§ **The task**
Below are several records. Retype exactly those lines running from the one with "Put a point on every instance of the valley." through the one with "Put a point on every instance of the green bush.", end lines included, and no others.

-----

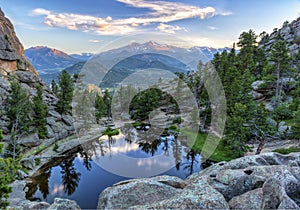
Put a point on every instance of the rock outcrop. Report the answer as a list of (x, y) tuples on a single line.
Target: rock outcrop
[(290, 32), (14, 65), (266, 181), (11, 50)]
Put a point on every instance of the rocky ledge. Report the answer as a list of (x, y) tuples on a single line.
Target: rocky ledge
[(266, 181)]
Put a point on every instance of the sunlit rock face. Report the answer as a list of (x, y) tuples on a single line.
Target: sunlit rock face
[(11, 50), (14, 66)]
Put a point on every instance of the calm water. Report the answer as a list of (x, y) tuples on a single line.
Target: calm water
[(81, 177)]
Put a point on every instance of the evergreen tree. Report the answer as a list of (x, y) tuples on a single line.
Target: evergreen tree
[(40, 113), (101, 108), (107, 103), (54, 87), (8, 168), (18, 113), (281, 64), (236, 133), (296, 124), (65, 93)]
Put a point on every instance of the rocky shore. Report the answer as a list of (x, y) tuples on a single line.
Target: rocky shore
[(266, 181)]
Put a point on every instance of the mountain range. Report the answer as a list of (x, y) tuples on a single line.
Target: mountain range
[(49, 61)]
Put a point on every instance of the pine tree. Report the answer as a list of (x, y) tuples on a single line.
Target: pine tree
[(296, 124), (8, 168), (236, 133), (40, 113), (65, 93), (281, 64), (18, 113), (54, 87)]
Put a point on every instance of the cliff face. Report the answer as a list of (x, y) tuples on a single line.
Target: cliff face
[(14, 65), (290, 32), (11, 50)]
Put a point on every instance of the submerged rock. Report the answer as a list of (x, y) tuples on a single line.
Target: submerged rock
[(266, 181)]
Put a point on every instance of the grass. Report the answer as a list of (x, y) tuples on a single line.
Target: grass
[(219, 153), (286, 151)]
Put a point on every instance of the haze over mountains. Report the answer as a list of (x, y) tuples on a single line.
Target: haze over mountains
[(49, 62)]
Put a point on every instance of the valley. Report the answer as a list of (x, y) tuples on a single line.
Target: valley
[(149, 124)]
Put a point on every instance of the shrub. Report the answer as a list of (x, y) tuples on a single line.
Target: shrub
[(111, 132), (37, 161), (286, 151), (283, 112), (55, 147)]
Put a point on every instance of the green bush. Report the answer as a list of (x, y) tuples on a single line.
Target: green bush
[(177, 120), (111, 132), (174, 128), (283, 112), (286, 151), (37, 161), (55, 147)]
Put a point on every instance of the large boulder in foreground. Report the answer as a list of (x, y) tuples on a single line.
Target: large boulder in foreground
[(266, 181)]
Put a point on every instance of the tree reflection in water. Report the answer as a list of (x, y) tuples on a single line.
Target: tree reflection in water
[(149, 147), (40, 182), (139, 143), (70, 178), (192, 161)]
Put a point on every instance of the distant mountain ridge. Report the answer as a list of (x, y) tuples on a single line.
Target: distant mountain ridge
[(49, 62), (45, 58)]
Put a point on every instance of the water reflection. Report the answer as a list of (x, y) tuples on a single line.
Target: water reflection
[(79, 175), (70, 178)]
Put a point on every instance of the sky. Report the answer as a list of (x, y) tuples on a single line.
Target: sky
[(76, 26)]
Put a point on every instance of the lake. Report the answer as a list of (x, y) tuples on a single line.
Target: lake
[(87, 170)]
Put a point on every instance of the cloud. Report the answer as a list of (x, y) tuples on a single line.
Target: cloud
[(213, 28), (168, 28), (94, 40), (40, 11), (161, 12)]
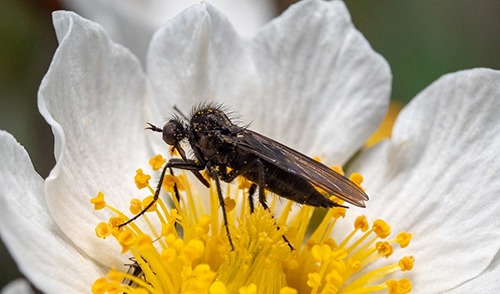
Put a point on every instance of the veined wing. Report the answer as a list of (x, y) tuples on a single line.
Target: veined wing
[(297, 163)]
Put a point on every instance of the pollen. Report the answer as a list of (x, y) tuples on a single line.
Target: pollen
[(135, 206), (381, 228), (180, 246), (356, 178), (361, 223), (103, 230), (157, 162), (141, 179), (406, 263), (98, 201), (403, 239), (338, 168)]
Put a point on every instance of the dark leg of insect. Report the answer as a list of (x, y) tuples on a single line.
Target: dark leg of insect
[(176, 190), (134, 270), (178, 197), (251, 191), (172, 163), (215, 176)]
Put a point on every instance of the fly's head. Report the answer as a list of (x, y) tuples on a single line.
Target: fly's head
[(173, 132), (212, 119)]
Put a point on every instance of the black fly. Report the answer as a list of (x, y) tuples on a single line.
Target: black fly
[(218, 144)]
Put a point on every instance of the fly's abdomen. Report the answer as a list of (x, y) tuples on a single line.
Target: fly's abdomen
[(290, 186)]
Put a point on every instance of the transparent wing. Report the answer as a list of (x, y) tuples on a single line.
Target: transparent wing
[(297, 163)]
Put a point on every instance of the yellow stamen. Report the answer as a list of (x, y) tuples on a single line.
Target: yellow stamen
[(157, 162), (192, 252), (141, 179), (356, 179), (103, 230), (98, 201), (403, 239), (406, 263)]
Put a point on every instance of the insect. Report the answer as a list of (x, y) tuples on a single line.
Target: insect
[(226, 151)]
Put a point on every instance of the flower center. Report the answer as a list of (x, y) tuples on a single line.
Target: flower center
[(186, 250)]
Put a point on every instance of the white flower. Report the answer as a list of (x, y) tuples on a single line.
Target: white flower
[(133, 22), (309, 80)]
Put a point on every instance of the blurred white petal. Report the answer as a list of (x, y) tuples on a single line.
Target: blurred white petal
[(198, 57), (29, 232), (133, 22), (92, 96), (325, 89), (19, 286), (438, 179)]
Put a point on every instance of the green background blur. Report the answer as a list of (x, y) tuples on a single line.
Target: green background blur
[(421, 40)]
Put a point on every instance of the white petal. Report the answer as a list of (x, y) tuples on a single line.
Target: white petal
[(93, 98), (19, 286), (42, 252), (132, 22), (438, 178), (197, 57), (487, 282), (325, 88)]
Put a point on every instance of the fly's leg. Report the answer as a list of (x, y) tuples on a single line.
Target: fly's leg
[(261, 183), (190, 165), (213, 173), (251, 191)]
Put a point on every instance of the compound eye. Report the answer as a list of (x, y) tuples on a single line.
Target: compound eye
[(172, 131)]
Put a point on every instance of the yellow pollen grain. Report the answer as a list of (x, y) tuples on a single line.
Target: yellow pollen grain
[(384, 248), (126, 239), (361, 223), (141, 179), (356, 178), (146, 201), (194, 250), (406, 263), (98, 201), (230, 204), (168, 183), (192, 254), (313, 280), (144, 242), (135, 206), (250, 289), (338, 168), (288, 290), (243, 183), (103, 230), (381, 228), (354, 264), (403, 239), (217, 287), (157, 162)]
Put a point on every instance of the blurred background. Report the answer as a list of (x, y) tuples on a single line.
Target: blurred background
[(421, 40)]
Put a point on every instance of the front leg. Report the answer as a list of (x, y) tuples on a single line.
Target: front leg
[(215, 176), (190, 165)]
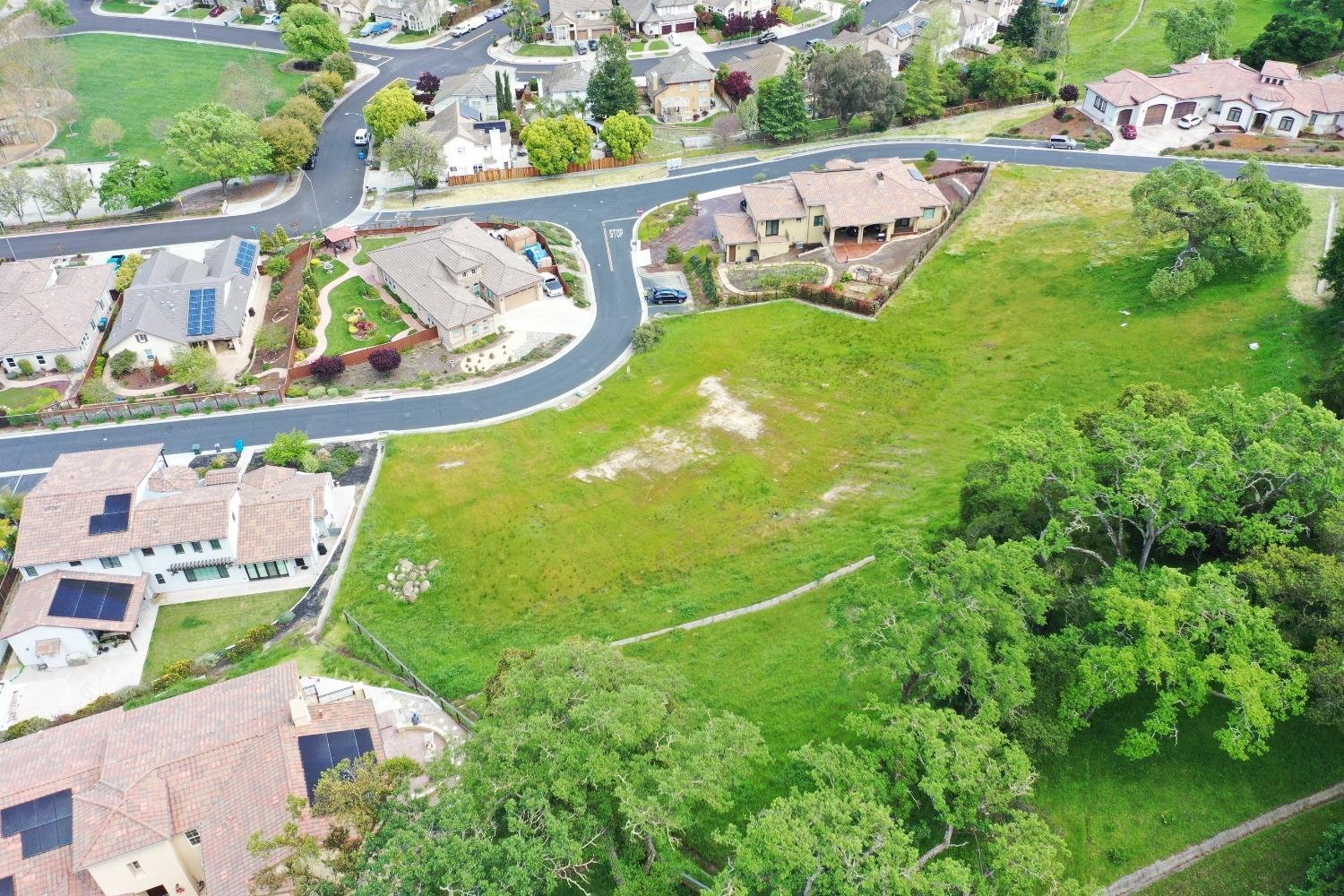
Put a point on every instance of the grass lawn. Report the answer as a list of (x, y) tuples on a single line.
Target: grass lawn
[(1269, 861), (371, 244), (546, 50), (1094, 53), (27, 400), (136, 80), (190, 630), (343, 298), (862, 426)]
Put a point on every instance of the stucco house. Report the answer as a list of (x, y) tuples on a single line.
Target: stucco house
[(161, 799), (126, 512), (682, 86), (459, 279), (48, 312), (660, 16), (177, 303), (470, 144), (874, 199), (581, 21), (1228, 94)]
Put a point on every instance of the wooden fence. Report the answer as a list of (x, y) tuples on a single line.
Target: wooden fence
[(410, 677)]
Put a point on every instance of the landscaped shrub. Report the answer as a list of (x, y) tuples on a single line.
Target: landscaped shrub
[(384, 360), (328, 367)]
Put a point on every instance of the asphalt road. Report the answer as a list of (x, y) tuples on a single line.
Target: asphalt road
[(602, 220)]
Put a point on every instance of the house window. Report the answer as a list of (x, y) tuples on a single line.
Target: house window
[(206, 573), (257, 571)]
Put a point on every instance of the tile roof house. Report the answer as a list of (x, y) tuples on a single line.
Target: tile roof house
[(48, 312), (470, 145), (164, 798), (177, 303), (1230, 96), (456, 277), (878, 199), (126, 512), (682, 86), (581, 21)]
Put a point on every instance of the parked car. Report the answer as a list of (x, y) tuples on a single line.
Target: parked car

-----

§ **Answer box**
Put a point on every instance of the valley. Report the answer as a list of (x, y) tuples on a single line.
Target: valley
[(149, 124)]
Put a point on every instance of the shrub. Report the answer as a list of (x, y) tuples on a single line.
Target: shrub
[(111, 132), (37, 161), (286, 151), (283, 112), (55, 147)]
Put a point on every instance of the green bush. Report the answer as a list of (x, y) tuples on a single line.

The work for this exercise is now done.